*Set exercise*.
Arrange every line of the material below into a numbered list, omitting any blank lines.

***

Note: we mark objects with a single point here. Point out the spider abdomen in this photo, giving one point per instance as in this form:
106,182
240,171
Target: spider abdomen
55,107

***

*Answer below*.
1. Note: we mark objects with a single point here. Point out the spider abdomen in this photo, giving one point per instance as in this form:
2. 106,182
3. 240,171
4. Target: spider abdomen
5. 55,107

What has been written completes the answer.